### Excerpt:
Sources confirm that Indian medical students are today sitting a resit of the NEET PG exam under unprecedented security measures, following a massive leak that compromised the original test. The National Testing Agency has deployed biometric verification, CCTV surveillance, and metal detectors at centres across the country. UK universities that accept NEET PG scores for postgraduate placements are now scrambling to assess the integrity of applicants' results.
Documents obtained by this desk reveal that the leak, first detected in May, involved question papers being circulated on encrypted messaging apps hours before the exam. Over 2,000 candidates are believed to have accessed the material. The NTA has since cancelled the original results and mandated a retake for all affected students.
At one centre in Delhi, candidates queued from 5am, their fingerprints scanned against a centralised database. A source inside the NTA said: 'We are leaving nothing to chance. Every invigilator has been trained to spot irregularities. Anyone caught with a phone is disqualified immediately.'
But the fallout extends far beyond India's borders. UK universities, including King's College London and the University of Manchester, have historically accepted NEET PG scores for international students applying to clinical courses. An internal memo from a Russell Group university, seen by this reporter, warns: 'We must verify that the resit results are genuine. If the leak compromised the original cohort, we cannot rely on any single test score.'
The British Council has been contacted for comment. A spokesperson said only: 'We are monitoring the situation and advising institutions to request additional evidence of competence.'
This is not the first time a major Indian exam has been breached. In 2018, the CTET paper was hacked, forcing a retest. But the scale of this leak, and the involvement of postgraduate medical places, raises questions about the NTA's ability to safeguard high-stakes assessments.

### Directions:
• a. In the article on the NEET PG resit, how many candidates are believed to have accessed the leaked material?
• b. Reproduce word for word everything in the article on the NEET PG resit from "Sources confirm that" down to "all affected students.".
• c. Write the next part of the article on the NEET PG resit, picking up after its final sentence.
The rows are separate material with no connection to the article on the NEET PG resit.

### Listed entries:

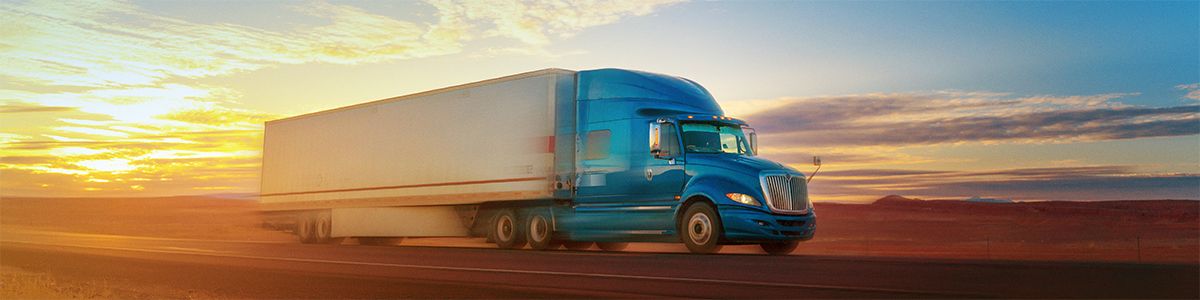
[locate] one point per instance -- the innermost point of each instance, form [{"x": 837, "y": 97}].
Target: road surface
[{"x": 247, "y": 269}]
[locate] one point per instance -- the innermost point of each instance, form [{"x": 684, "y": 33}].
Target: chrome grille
[{"x": 786, "y": 193}]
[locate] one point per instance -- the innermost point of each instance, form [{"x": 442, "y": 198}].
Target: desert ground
[{"x": 1149, "y": 232}]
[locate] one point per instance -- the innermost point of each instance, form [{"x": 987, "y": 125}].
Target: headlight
[{"x": 743, "y": 198}]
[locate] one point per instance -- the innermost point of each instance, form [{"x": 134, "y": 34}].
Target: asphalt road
[{"x": 292, "y": 270}]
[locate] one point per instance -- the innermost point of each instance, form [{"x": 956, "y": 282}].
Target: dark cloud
[
  {"x": 1099, "y": 183},
  {"x": 1073, "y": 189},
  {"x": 917, "y": 119}
]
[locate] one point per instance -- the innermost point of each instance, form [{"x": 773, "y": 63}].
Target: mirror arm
[{"x": 816, "y": 161}]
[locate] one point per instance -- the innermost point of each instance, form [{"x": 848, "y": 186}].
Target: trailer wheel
[
  {"x": 323, "y": 228},
  {"x": 701, "y": 228},
  {"x": 612, "y": 246},
  {"x": 378, "y": 241},
  {"x": 304, "y": 229},
  {"x": 779, "y": 247},
  {"x": 539, "y": 231},
  {"x": 577, "y": 245},
  {"x": 505, "y": 231}
]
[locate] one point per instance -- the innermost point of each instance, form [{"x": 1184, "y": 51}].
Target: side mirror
[
  {"x": 655, "y": 138},
  {"x": 816, "y": 161}
]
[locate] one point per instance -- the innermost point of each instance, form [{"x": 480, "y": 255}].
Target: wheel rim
[
  {"x": 504, "y": 228},
  {"x": 324, "y": 228},
  {"x": 700, "y": 228},
  {"x": 538, "y": 229},
  {"x": 303, "y": 229}
]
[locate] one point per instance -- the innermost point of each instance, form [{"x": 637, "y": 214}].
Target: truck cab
[{"x": 657, "y": 160}]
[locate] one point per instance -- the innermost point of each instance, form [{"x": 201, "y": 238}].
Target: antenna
[{"x": 816, "y": 161}]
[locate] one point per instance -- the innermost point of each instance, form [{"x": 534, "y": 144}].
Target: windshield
[{"x": 714, "y": 138}]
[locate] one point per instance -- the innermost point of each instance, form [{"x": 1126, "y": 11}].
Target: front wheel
[
  {"x": 305, "y": 229},
  {"x": 701, "y": 228},
  {"x": 779, "y": 247},
  {"x": 539, "y": 232},
  {"x": 505, "y": 231}
]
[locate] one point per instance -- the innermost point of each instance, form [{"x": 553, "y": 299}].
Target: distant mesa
[
  {"x": 895, "y": 199},
  {"x": 978, "y": 199}
]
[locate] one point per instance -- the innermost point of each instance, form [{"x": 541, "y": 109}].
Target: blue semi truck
[{"x": 545, "y": 159}]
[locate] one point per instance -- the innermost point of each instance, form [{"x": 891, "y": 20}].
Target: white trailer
[{"x": 411, "y": 166}]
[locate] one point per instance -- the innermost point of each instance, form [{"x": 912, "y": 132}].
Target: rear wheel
[
  {"x": 505, "y": 231},
  {"x": 304, "y": 228},
  {"x": 539, "y": 232},
  {"x": 612, "y": 246},
  {"x": 379, "y": 241},
  {"x": 323, "y": 228},
  {"x": 779, "y": 247},
  {"x": 701, "y": 228}
]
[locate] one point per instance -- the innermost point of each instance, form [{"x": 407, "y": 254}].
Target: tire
[
  {"x": 539, "y": 232},
  {"x": 505, "y": 231},
  {"x": 577, "y": 245},
  {"x": 612, "y": 246},
  {"x": 304, "y": 229},
  {"x": 323, "y": 228},
  {"x": 701, "y": 228},
  {"x": 379, "y": 241},
  {"x": 779, "y": 247}
]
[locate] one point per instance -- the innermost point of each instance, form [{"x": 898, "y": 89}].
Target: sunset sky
[{"x": 1027, "y": 101}]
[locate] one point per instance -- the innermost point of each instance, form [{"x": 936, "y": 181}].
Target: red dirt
[{"x": 1132, "y": 231}]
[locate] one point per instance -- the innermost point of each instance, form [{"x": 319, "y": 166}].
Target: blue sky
[{"x": 937, "y": 100}]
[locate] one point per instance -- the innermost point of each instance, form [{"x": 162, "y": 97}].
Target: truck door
[{"x": 660, "y": 162}]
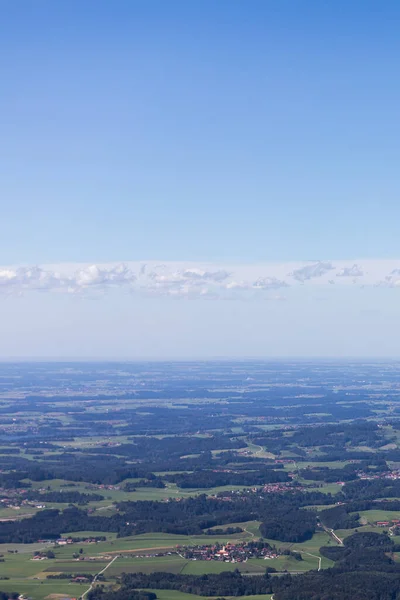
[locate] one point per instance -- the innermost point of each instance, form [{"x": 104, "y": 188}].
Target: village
[{"x": 233, "y": 553}]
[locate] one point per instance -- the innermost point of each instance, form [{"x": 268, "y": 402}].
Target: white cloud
[
  {"x": 269, "y": 283},
  {"x": 309, "y": 271},
  {"x": 95, "y": 276},
  {"x": 353, "y": 271},
  {"x": 197, "y": 280}
]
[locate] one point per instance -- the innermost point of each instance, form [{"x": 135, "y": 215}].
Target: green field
[{"x": 372, "y": 516}]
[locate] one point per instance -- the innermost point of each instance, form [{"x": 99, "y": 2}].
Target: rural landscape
[{"x": 202, "y": 479}]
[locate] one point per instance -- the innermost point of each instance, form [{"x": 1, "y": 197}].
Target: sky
[{"x": 213, "y": 178}]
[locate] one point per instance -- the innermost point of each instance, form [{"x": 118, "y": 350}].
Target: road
[
  {"x": 96, "y": 576},
  {"x": 247, "y": 531},
  {"x": 333, "y": 534}
]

### Task-by-task results:
• a. Over 2,000 candidates.

• b.
Sources confirm that Indian medical students are today sitting a resit of the NEET PG exam under unprecedented security measures, following a massive leak that compromised the original test. The National Testing Agency has deployed biometric verification, CCTV surveillance, and metal detectors at centres across the country. UK universities that accept NEET PG scores for postgraduate placements are now scrambling to assess the integrity of applicants' results.
Documents obtained by this desk reveal that the leak, first detected in May, involved question papers being circulated on encrypted messaging apps hours before the exam. Over 2,000 candidates are believed to have accessed the material. The NTA has since cancelled the original results and mandated a retake for all affected students.

• c.
For the students, the resit is a high-wire act. Many travelled hundreds of miles to assigned centres. One candidate, who asked not to be named, said: 'We are all terrified. Some of us had no part in the leak, but we are being punished anyway. The pressure is immense.'
Further analysis of the leaked papers, obtained from a dark web forum, shows that the questions were identical to those in the official exam. That suggests the source may have been inside the printing press or the NTA's own servers.
As the resit proceeds, UK universities are demanding transparency. The General Medical Council in London has warned that any doctor found to have used fraudulent results could face fitness-to-practise proceedings. The message is clear: integrity is non-negotiable. The NTA says results will be published within 15 days. Whether those results will be trusted remains an open question.